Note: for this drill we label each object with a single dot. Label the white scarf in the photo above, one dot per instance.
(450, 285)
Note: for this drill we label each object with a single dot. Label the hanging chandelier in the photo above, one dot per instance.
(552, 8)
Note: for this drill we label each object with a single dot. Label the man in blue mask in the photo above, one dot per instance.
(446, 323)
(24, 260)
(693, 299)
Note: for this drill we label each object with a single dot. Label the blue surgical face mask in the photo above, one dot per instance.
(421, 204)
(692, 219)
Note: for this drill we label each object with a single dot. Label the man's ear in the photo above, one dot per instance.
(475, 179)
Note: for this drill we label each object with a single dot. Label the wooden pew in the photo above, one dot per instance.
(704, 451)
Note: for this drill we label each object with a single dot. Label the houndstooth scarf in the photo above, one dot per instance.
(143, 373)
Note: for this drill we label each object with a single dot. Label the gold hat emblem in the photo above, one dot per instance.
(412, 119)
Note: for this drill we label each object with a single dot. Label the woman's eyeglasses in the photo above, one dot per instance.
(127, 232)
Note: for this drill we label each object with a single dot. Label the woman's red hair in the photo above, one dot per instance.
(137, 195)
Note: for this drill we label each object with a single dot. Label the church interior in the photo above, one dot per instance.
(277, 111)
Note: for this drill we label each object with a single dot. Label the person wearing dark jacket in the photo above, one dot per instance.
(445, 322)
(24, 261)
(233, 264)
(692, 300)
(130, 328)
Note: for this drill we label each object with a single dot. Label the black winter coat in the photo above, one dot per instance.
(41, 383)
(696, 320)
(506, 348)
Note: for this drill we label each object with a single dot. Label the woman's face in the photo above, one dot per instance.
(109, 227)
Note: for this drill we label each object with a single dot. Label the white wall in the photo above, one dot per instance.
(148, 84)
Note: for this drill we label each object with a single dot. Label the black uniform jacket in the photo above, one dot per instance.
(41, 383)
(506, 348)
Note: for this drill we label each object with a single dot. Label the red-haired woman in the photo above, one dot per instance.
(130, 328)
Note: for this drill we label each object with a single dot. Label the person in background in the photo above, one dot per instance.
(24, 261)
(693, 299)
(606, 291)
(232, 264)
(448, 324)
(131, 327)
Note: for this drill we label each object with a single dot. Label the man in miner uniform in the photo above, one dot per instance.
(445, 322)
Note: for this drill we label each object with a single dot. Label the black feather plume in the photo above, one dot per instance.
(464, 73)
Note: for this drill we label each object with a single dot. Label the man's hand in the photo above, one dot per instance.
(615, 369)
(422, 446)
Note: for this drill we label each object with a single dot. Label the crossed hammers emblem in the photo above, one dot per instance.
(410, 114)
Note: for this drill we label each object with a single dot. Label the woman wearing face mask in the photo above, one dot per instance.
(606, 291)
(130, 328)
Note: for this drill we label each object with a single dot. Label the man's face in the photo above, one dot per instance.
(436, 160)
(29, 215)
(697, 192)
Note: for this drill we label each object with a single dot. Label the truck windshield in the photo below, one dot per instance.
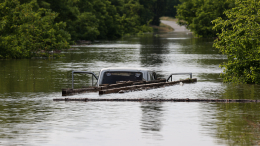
(113, 77)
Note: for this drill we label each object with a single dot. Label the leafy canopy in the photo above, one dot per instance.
(26, 29)
(240, 41)
(197, 15)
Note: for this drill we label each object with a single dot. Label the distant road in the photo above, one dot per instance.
(174, 25)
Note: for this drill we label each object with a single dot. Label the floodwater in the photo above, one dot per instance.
(28, 116)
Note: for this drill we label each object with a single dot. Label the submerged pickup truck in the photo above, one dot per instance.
(124, 79)
(120, 74)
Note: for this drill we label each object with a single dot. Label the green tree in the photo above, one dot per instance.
(240, 41)
(24, 31)
(197, 15)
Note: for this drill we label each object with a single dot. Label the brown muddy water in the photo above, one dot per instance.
(28, 116)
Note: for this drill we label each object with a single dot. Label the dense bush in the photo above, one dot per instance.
(26, 29)
(197, 15)
(240, 41)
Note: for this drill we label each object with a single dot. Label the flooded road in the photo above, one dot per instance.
(28, 116)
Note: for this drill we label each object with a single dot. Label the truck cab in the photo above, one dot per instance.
(114, 75)
(119, 74)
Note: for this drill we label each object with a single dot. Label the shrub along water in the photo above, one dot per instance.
(240, 41)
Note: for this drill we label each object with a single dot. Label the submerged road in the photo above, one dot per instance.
(174, 25)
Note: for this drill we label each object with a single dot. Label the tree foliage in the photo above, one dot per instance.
(26, 29)
(197, 15)
(240, 41)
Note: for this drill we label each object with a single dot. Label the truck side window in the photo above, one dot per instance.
(152, 76)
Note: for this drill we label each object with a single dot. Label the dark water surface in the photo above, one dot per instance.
(28, 116)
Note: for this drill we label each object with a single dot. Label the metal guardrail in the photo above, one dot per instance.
(170, 76)
(85, 72)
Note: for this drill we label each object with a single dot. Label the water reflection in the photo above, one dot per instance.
(238, 123)
(152, 50)
(151, 122)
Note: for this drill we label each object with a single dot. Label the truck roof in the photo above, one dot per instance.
(132, 69)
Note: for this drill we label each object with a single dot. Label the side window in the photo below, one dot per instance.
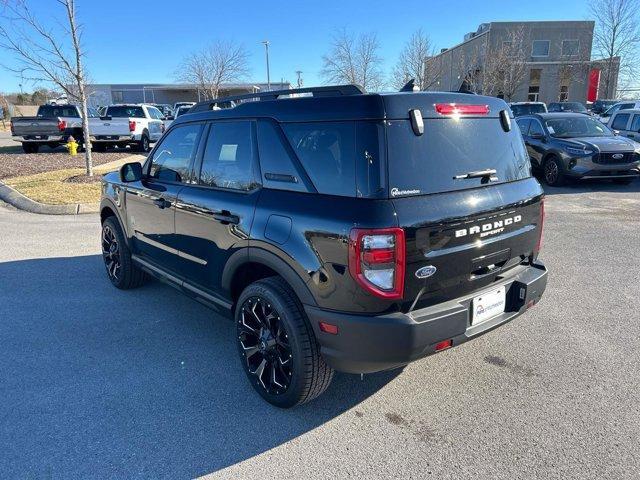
(535, 128)
(228, 160)
(523, 125)
(279, 170)
(171, 160)
(620, 121)
(327, 152)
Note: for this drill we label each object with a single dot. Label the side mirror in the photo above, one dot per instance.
(131, 172)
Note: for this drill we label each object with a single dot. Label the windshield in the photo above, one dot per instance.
(519, 110)
(425, 164)
(577, 127)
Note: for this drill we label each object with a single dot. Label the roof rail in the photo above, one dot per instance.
(328, 91)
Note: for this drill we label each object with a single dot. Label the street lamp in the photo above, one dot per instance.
(266, 48)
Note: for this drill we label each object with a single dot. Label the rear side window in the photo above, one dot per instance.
(451, 147)
(172, 159)
(326, 151)
(620, 122)
(50, 111)
(122, 112)
(228, 160)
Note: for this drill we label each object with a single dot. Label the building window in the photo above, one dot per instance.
(564, 93)
(570, 48)
(540, 48)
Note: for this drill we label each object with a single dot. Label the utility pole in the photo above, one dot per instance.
(266, 48)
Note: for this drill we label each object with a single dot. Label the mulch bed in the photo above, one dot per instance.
(15, 163)
(84, 179)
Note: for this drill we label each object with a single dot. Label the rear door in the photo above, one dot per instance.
(472, 230)
(214, 215)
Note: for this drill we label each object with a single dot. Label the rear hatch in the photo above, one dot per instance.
(462, 234)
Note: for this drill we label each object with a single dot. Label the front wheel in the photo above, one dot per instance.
(553, 175)
(278, 350)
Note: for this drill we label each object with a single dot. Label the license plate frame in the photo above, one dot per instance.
(488, 305)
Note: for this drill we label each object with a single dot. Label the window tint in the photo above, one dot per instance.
(228, 157)
(535, 128)
(279, 170)
(523, 125)
(171, 160)
(620, 122)
(49, 111)
(327, 153)
(540, 48)
(120, 111)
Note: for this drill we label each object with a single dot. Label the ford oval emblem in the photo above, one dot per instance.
(426, 272)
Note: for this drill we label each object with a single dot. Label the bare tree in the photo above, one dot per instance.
(354, 60)
(413, 63)
(48, 55)
(616, 34)
(219, 63)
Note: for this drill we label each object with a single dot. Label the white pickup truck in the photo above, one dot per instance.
(137, 125)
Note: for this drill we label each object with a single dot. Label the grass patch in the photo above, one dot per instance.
(53, 188)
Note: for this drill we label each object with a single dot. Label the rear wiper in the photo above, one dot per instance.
(489, 173)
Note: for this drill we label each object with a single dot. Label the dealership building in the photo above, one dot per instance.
(557, 58)
(108, 94)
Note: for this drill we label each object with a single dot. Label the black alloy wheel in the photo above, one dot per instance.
(264, 345)
(111, 253)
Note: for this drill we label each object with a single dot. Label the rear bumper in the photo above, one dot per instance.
(366, 344)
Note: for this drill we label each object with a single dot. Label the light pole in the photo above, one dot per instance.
(266, 48)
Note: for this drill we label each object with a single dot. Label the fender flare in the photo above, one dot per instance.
(268, 259)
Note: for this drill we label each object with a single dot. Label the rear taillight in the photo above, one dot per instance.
(461, 109)
(540, 229)
(377, 260)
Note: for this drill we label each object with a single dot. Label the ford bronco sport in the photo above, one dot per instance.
(341, 230)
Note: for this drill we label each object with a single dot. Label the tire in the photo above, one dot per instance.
(622, 181)
(121, 270)
(30, 147)
(552, 172)
(283, 383)
(143, 144)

GIVEN INSTRUCTION
Emit verbatim the lines running from the one with "the black alloy" through the last line of the data, both endpoints inclusive.

ANSWER TO THE EXERCISE
Note: for this drill we label each object with a single dot. Label the black alloy wheel in the photo above, one dot per instance.
(264, 345)
(111, 253)
Note: for this drill we label each object with a single dot. Label the rear bumper in the photo above, one dot per instance.
(366, 344)
Note: for this drill we label each object with a single dot. Label the light pole in the photo above, one dot per instance.
(266, 48)
Note: for this drill we label each object with a single dot. Label the fender flare in the photo above, one dot per instance.
(268, 259)
Note: for this drill we label each object with a single dot. Label the rear taillight in the photo above, one dot per instance.
(461, 109)
(540, 229)
(377, 260)
Note: for this drill we label each object with a single dot. Label the ford bronco sport in the photo above, one dot per instance.
(341, 230)
Note: for this drill we label each object with a single dot. Label the tire in the photo above, one dot per instance.
(622, 181)
(121, 270)
(30, 147)
(552, 172)
(283, 383)
(143, 144)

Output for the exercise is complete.